[start of SOURCE DATA]
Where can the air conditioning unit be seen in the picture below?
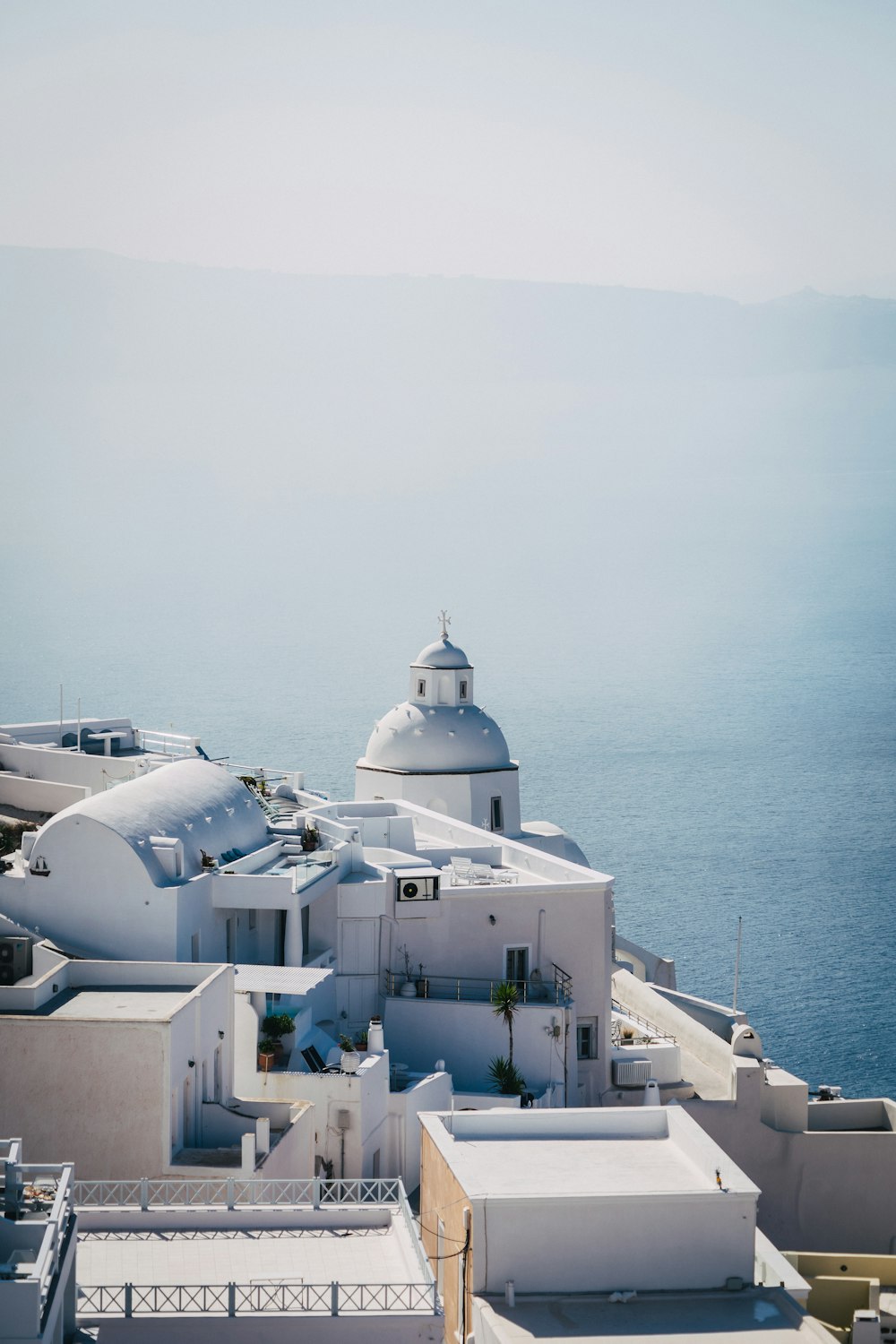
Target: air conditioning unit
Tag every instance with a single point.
(418, 884)
(632, 1073)
(15, 960)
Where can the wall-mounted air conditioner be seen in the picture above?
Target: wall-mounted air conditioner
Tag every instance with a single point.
(632, 1073)
(418, 884)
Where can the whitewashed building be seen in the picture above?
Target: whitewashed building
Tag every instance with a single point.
(616, 1223)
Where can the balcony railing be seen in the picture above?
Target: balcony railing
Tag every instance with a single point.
(236, 1193)
(231, 1300)
(470, 989)
(649, 1030)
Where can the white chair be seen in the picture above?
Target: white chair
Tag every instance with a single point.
(461, 870)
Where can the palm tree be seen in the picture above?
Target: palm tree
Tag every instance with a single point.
(505, 1003)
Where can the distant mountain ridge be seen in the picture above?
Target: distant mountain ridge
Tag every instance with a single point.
(94, 314)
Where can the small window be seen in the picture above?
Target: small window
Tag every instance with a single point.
(314, 1059)
(440, 1255)
(586, 1039)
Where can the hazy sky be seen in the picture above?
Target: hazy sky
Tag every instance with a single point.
(740, 148)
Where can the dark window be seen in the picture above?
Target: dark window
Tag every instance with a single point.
(314, 1059)
(517, 965)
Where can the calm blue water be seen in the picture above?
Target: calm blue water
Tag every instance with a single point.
(696, 674)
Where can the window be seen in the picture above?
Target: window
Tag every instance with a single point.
(586, 1039)
(516, 964)
(314, 1059)
(440, 1257)
(461, 1332)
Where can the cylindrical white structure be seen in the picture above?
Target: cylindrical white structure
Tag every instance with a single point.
(263, 1134)
(375, 1039)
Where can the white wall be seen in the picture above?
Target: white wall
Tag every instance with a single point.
(39, 795)
(648, 1244)
(820, 1191)
(430, 1093)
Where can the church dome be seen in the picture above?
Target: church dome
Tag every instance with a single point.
(437, 739)
(443, 653)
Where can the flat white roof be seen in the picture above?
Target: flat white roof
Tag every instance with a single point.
(578, 1153)
(648, 1319)
(112, 1003)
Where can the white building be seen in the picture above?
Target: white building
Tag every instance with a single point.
(441, 750)
(594, 1210)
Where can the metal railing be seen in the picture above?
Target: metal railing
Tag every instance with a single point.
(470, 989)
(234, 1193)
(649, 1029)
(282, 1297)
(277, 1296)
(26, 1191)
(166, 744)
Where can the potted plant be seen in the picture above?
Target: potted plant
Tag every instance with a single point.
(505, 1077)
(277, 1026)
(349, 1058)
(409, 988)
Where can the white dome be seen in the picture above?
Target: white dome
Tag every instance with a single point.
(441, 655)
(441, 739)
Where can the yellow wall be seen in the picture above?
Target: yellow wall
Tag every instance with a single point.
(443, 1196)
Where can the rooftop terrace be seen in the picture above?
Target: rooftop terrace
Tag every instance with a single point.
(230, 1247)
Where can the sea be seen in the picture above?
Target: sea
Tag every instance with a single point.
(694, 671)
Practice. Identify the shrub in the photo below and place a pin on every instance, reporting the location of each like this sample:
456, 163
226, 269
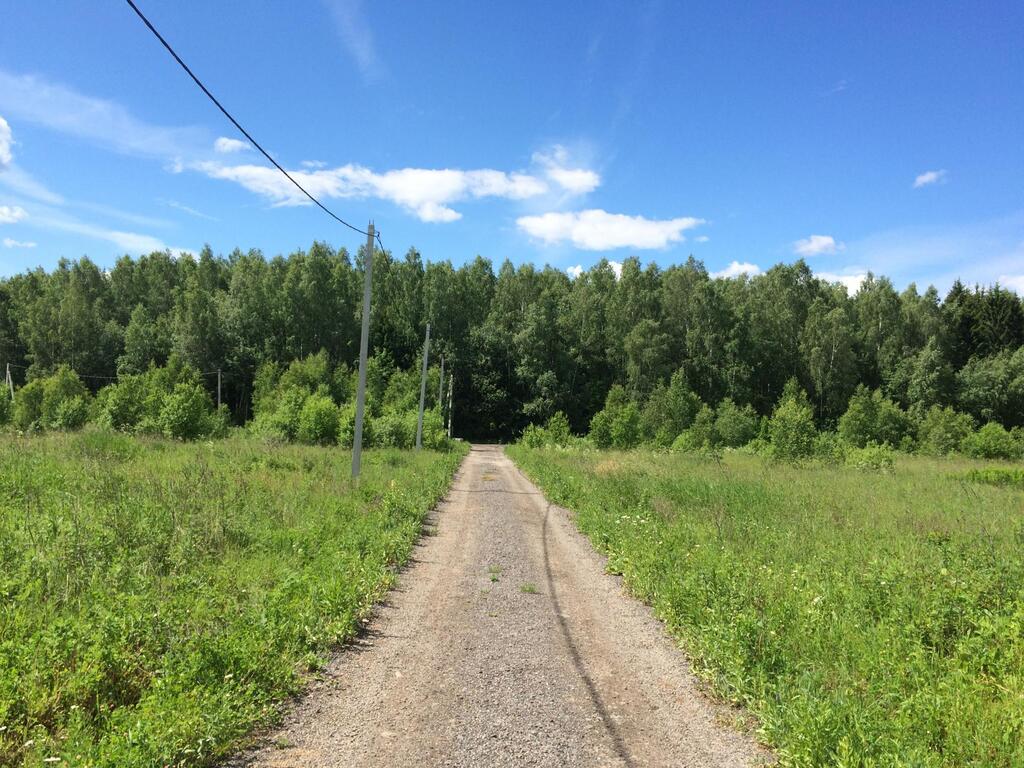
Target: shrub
991, 441
872, 458
626, 427
394, 430
872, 418
829, 449
942, 430
185, 415
792, 429
29, 406
318, 421
734, 426
600, 429
700, 435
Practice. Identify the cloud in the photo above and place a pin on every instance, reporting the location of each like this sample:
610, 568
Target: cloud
226, 145
5, 142
736, 268
817, 245
190, 211
426, 193
1013, 282
930, 177
36, 100
599, 230
357, 36
850, 280
557, 167
11, 214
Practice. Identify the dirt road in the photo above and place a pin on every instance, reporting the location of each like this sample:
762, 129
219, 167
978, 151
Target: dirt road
506, 644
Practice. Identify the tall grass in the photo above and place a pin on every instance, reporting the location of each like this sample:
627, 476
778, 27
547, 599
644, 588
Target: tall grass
866, 619
157, 599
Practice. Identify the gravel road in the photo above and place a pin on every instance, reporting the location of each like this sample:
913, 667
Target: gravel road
506, 644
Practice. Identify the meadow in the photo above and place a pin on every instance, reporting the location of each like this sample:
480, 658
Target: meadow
865, 619
158, 599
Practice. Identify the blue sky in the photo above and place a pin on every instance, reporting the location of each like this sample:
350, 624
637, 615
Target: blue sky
860, 135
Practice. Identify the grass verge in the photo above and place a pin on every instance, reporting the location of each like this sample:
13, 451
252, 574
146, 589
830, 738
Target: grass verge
866, 620
158, 599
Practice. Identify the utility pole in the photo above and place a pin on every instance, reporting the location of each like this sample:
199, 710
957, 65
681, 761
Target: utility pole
360, 391
451, 387
423, 390
440, 391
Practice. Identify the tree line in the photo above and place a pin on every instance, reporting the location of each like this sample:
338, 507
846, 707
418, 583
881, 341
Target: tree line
522, 342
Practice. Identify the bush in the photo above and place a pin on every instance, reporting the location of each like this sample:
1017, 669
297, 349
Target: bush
394, 430
318, 421
991, 441
872, 458
600, 429
626, 427
792, 430
829, 449
29, 406
185, 415
872, 418
734, 426
700, 435
942, 430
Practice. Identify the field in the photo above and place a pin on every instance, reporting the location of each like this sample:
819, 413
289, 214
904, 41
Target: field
865, 619
158, 598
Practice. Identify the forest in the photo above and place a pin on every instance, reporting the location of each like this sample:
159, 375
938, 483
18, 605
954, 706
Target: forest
523, 343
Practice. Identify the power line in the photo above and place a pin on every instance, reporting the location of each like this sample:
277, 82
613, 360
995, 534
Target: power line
235, 122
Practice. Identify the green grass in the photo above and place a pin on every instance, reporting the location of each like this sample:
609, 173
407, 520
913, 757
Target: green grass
867, 620
157, 599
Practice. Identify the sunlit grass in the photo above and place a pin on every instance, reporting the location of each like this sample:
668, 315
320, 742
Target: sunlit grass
866, 619
157, 599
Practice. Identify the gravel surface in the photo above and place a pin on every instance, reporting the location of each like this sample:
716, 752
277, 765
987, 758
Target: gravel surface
506, 644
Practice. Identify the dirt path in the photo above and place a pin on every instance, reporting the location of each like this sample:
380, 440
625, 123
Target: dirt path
468, 666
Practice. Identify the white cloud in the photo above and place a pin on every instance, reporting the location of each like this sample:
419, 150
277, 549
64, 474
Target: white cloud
11, 214
736, 268
817, 245
357, 36
1013, 282
929, 177
558, 168
850, 281
599, 230
226, 145
427, 193
37, 100
189, 211
5, 142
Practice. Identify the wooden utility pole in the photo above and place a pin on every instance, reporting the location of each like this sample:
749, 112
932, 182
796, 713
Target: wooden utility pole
451, 387
423, 389
360, 391
440, 391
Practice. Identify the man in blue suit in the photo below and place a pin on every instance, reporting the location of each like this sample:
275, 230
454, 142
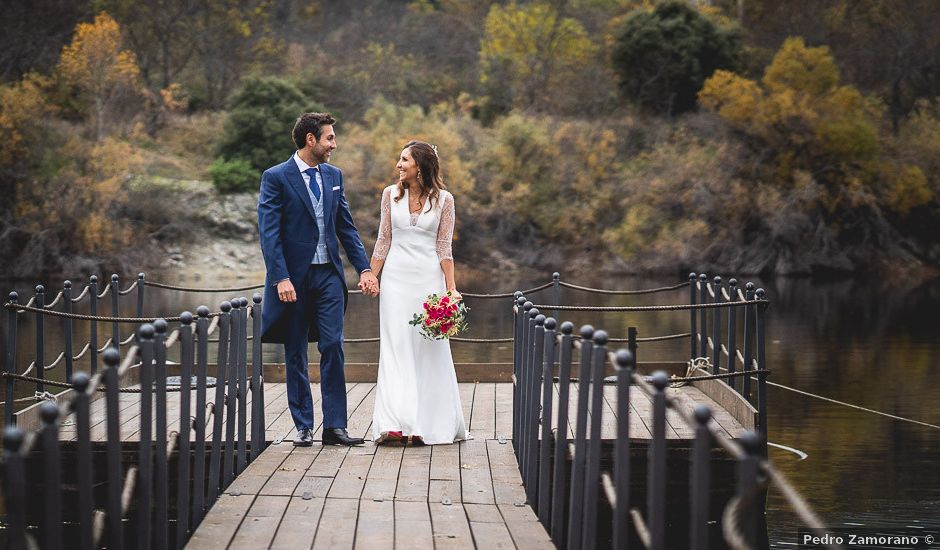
[end of SOURCE DATA]
— WHAT YOU SHOULD DO —
Rewrite all the records, replacing "Target" with "Object" and keeping everything else the same. Leave the pictures out of your answer.

— OUTPUT FOR THIS TASK —
Where can the air conditioning unit be seen in the picture below?
Object: air conditioning unit
Tag every instance with a single point.
(418, 884)
(632, 1073)
(15, 960)
Where can the wall-mounted air conditioner be seen in the picture above?
Object: wall-mounted air conditioner
Tag every instance with a single point.
(632, 1073)
(418, 884)
Where can the whitewashed building be seen in the picture above?
Object: whitewashed building
Tag every instance with a single point.
(616, 1223)
Where can the balcony railing be seen in the picture above?
Object: balcony railing
Tag every instance with a single point.
(236, 1193)
(231, 1300)
(470, 989)
(649, 1030)
Where can the white chair be seen in the picture above?
Object: white chair
Tag every instance with a single point.
(461, 870)
Where can the palm tree be seen in the picture above?
Object: palm tree
Tag every instance with a single point.
(505, 1003)
Where can the distant mountain ridge be seen in the picture above?
Object: distant mountain ridge
Tag every instance with a single point.
(94, 314)
Where can the small window be seen in the picture above?
Object: small window
Tag every instance with a single point.
(314, 1059)
(440, 1255)
(586, 1039)
Where can the hazy sky be seen in the picture above?
Object: hazy sky
Tag every instance with a single point.
(740, 148)
Where can the dark window be seen in the picture above?
Object: dark window
Tag every instance with a single point.
(314, 1059)
(517, 965)
Where can the calm blue water be seen in the picture above?
Object: calm blue water
Tag every instance with a single point.
(696, 674)
Where can the window be seen in the picture above?
Object: window
Tag every instance with a single point.
(586, 1039)
(516, 964)
(314, 1059)
(440, 1257)
(461, 1332)
Where can the cylindrical white structure be seen in the picture above?
Object: cylindrical white structure
Tag every instance with a single point.
(263, 1134)
(375, 1039)
Where can the white wall be seen in the picture above?
Object: white wall
Tag every instance with a single point.
(39, 795)
(648, 1244)
(820, 1191)
(430, 1093)
Where can the church dome be seen in the picture above?
Object: church dome
Tag every instance with a single point.
(437, 739)
(443, 653)
Where can the flat white roof be seen in the picture above?
Object: flat white roof
Tag every instance with a single point.
(578, 1153)
(648, 1319)
(112, 1003)
Where can the white building be seen in the picture above?
Object: white building
Tag every instance with a single point.
(441, 750)
(594, 1210)
Where can the metal railing be seen in the picture above?
Object: metal railing
Tag every instance with a single point.
(470, 989)
(234, 1193)
(649, 1029)
(282, 1297)
(277, 1296)
(26, 1191)
(166, 744)
Where can the potted plant be seen in the picture above?
Object: potted plant
Tag every instance with a single point.
(505, 1077)
(277, 1026)
(349, 1058)
(409, 988)
Where can the white dome be seen in the picture above?
Object: white dome
Tag every instance with a single point.
(441, 655)
(441, 739)
Where can the yellow wall be seen in the picture above?
Object: yellow wall
Tag every instance with a single point.
(443, 1196)
Where can the rooftop terrace be seen in the picture above?
Object: rooftop terrace
Tag every instance with a single point.
(230, 1247)
Where can the sea be seen in the picture above?
Object: sea
Tag every instance with a single point.
(694, 671)
Practice. Identify the shrub in the photo below and place a pin on every instance, reporting the location of each like this sample:
456, 163
226, 269
Object: shrub
991, 441
872, 458
626, 427
394, 430
872, 418
829, 449
942, 430
185, 415
792, 429
29, 406
318, 421
734, 426
600, 429
700, 435
Practice. Identify the cloud in the photo above and place a pin on every instance, reporting the location of each like this sample:
610, 568
Object: cloud
226, 145
5, 142
736, 268
817, 245
190, 211
426, 193
1013, 282
930, 177
36, 100
599, 230
357, 36
850, 280
557, 167
11, 214
Practice. Identify the dirt road in the photo above and place a pin on every instance, reporting the location of each like this sample:
762, 129
219, 167
978, 151
Object: dirt road
506, 644
Practice. Identify the tall grass in the photo above and place a pin on every instance, reporting the location of each like this sample:
627, 476
778, 27
547, 599
644, 588
Object: tall grass
866, 619
157, 599
Practice. Identify the gravel road in the photo above and place a pin on every instance, reporting the location of each like this sample:
913, 667
Object: gravel road
506, 644
Practice. Identify the meadow in the photo above and place a pin on every instance, reporting the location of each like this sample:
480, 658
Object: meadow
865, 619
158, 599
Practice. Identify the blue sky in the photo above and place a pin on every instance, reporting the location of each like this sample:
350, 624
637, 615
Object: blue sky
860, 135
Practice. Identify the grass verge in the photo above and place a pin on every instance, reporting the location of each like this sample:
13, 451
252, 574
146, 589
830, 738
Object: grass verge
866, 620
158, 599
Practice. Identify the utility pole in the photo above and place a pin on every instance, reporting the location of each like this sample:
199, 710
957, 65
681, 761
Object: utility pole
360, 391
451, 387
423, 390
440, 391
Practice. Identify the tree line in the photo above and place a pin on every instance, reporting the location of each like this sample:
338, 507
846, 707
418, 583
881, 341
Object: tree line
522, 342
Practice. Identify the bush in the photo above and place a pin on every instance, reporting the location of each like this sample:
1017, 669
297, 349
Object: bush
394, 430
318, 421
991, 441
872, 458
600, 429
626, 427
792, 430
829, 449
29, 406
185, 415
872, 418
734, 426
700, 435
942, 430
Practice. Identify the field in the photo above and place a pin on every instance, reporting the location of each like this sample:
819, 413
289, 214
904, 41
Object: field
865, 619
158, 598
Practice. Identify the forest in the photo above and place a pin on every instance, reporting the location of each like this sample:
159, 375
938, 483
18, 605
954, 706
Object: forest
523, 343
Practice. Identify the power line in the photo above and place a pin on every instance, reporting the location of each like this sample:
277, 82
613, 360
995, 534
Object: power line
235, 122
Practice. Identify the green grass in the photo above and place a pin on every instance, reporting the location of each like this sample:
609, 173
407, 520
913, 757
Object: green grass
867, 620
157, 599
Practice. Identify the sunlit grass in the photo above and place a pin on every instance, reporting the location of each like this sample:
668, 315
320, 742
Object: sunlit grass
866, 619
157, 599
Practice. Identify the gravel surface in the photo above and place a pin on every instance, reporting the location of each like this sample:
716, 752
277, 765
987, 758
Object: gravel surface
506, 644
Practice. Identify the dirt path in the photo above and place a pin on every instance, reporting the location of each like this sample:
380, 440
625, 123
Object: dirt path
468, 666
Practice. Identify the white cloud in the photo above and place a pin on every instance, reporting the location of each like this sample:
419, 150
277, 549
64, 474
Object: white cloud
11, 214
736, 268
817, 245
357, 36
1013, 282
929, 177
558, 168
850, 281
599, 230
226, 145
427, 193
37, 100
189, 211
5, 142
Practice. Identify the wooden utility pole in the photo above and place a pin on every instance, reporting the location of each like this sample:
749, 112
932, 182
796, 713
Object: wooden utility pole
451, 387
423, 389
360, 391
440, 391
Practice. Identify the man in blue suit in the photo below and place a pin on every instance, reporting the location of each like this sample:
275, 230
454, 142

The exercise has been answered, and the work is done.